## Excerpted passage:
<<<<

Images in Open XML documents

Images are one of the basic elements of a document, and the use of images in documents continues to grow. Just a few years ago, it was relatively uncommon to have an image in a word-processing document, and downright rare to see one in a spreadsheet. Now images are commonplace in all types of documents, and they've become an expected component of professional-looking business documents.

As Brian Jones has explained on his blog, it's pretty easy to embed an image in a WordprocessingML document that you're generating from your own code. You just insert some markup in the document body where you want the image to appear, add a relationship to the image part, define a content type for that part, and you have an image in the document.

The relationship-based structure of Open XML documents allows for a lot of flexibility. in the case of an embedded image, you can have that relationship point to an image inside the document itself (as in Brian's example), an external image on your local hard drive, or an external image located on a web server.

Sample document: Images.docx

The attached sample document shows how these three approaches can be implemented in programmatically generated WordprocessingML document. Un-zip the attached Images.zip file into a folder, and you'll see two files: a WordprocessingML document (Images.docx) and an image (external-local.jpg). When you open the DOCX in Word 2007 you'll see something like the screen shot shown here. If you don't have internet connectivity, that third image won't appear -- more on that in a minute. (Frankly, if you don't have internet connectivity, I'm not sure how you're reading this.)

>>>>

## Stated task A:
Please name the two files found after unzipping Images.zip, according to the Open XML images text.

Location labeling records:
<<<<

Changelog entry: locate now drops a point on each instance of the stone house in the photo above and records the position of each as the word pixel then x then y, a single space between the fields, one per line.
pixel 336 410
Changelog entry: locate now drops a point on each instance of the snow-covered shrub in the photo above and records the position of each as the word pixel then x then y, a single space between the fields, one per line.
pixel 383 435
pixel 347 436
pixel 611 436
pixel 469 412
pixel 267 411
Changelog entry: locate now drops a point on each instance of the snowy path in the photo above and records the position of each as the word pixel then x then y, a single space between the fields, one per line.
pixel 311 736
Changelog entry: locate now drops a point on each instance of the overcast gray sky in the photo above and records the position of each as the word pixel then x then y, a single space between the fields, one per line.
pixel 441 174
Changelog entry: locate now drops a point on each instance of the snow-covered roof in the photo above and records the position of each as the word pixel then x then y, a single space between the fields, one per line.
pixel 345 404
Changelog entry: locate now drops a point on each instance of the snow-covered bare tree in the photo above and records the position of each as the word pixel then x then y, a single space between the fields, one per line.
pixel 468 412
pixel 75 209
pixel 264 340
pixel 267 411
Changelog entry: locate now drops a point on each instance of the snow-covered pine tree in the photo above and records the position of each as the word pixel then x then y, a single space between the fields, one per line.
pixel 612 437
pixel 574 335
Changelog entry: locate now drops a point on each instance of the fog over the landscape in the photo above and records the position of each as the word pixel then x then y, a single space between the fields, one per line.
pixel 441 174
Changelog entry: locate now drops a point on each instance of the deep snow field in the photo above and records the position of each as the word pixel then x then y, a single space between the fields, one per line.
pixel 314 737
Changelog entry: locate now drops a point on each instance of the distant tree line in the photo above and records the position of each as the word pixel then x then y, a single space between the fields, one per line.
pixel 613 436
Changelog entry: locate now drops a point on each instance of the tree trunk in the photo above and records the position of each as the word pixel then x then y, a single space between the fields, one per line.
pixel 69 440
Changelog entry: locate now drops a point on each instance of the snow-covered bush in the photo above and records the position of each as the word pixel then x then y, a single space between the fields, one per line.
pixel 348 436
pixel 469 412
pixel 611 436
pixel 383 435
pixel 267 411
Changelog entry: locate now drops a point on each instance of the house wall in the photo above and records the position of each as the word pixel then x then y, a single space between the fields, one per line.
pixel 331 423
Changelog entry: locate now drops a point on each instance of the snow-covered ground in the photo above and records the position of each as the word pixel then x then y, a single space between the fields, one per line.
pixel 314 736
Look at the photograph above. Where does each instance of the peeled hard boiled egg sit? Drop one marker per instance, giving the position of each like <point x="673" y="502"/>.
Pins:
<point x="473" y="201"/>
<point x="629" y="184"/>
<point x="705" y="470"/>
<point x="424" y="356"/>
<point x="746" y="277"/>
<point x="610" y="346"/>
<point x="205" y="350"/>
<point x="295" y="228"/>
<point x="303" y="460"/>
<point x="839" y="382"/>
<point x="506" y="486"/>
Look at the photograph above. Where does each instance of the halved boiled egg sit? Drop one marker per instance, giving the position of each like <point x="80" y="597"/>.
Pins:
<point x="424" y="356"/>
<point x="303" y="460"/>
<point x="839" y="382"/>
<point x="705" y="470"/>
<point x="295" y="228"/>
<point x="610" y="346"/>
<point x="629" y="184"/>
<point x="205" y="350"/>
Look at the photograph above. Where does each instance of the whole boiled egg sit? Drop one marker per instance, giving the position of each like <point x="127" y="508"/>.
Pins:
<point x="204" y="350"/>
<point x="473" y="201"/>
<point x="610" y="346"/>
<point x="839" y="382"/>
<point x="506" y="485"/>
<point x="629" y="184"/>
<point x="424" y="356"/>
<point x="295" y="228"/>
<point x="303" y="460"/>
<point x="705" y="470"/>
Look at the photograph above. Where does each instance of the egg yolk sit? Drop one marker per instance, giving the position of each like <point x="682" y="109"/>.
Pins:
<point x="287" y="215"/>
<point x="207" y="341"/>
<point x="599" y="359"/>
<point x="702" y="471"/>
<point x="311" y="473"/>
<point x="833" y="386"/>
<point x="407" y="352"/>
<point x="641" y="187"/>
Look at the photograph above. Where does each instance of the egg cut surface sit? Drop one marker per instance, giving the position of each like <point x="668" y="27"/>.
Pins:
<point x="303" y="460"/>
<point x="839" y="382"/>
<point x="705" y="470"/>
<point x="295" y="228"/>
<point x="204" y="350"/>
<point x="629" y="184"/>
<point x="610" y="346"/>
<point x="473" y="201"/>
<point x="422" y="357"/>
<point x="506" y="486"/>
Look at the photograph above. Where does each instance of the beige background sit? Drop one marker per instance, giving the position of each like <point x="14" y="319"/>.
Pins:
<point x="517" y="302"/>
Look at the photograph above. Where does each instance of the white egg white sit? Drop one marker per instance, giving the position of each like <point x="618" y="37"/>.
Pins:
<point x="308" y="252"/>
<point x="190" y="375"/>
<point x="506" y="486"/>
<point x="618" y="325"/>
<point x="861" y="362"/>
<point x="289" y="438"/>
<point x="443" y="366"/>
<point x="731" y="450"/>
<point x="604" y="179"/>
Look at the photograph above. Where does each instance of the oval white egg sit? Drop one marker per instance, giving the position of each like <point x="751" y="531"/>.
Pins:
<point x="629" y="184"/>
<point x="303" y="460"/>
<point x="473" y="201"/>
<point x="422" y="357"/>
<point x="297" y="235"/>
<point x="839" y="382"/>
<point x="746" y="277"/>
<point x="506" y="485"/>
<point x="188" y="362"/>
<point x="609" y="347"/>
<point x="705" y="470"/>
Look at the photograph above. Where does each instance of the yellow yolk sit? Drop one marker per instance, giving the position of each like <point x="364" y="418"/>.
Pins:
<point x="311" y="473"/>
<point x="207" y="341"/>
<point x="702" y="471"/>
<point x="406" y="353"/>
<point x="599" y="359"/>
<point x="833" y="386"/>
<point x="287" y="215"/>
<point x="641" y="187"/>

>>>>

## Stated task B:
Repeat the entries word for word, starting at their first line and ending with the line that contains "pixel 336 410".

## Problem solution A:
A WordprocessingML document (Images.docx) and an image (external-local.jpg).

## Problem solution B:
Changelog entry: locate now drops a point on each instance of the stone house in the photo above and records the position of each as the word pixel then x then y, a single space between the fields, one per line.
pixel 336 410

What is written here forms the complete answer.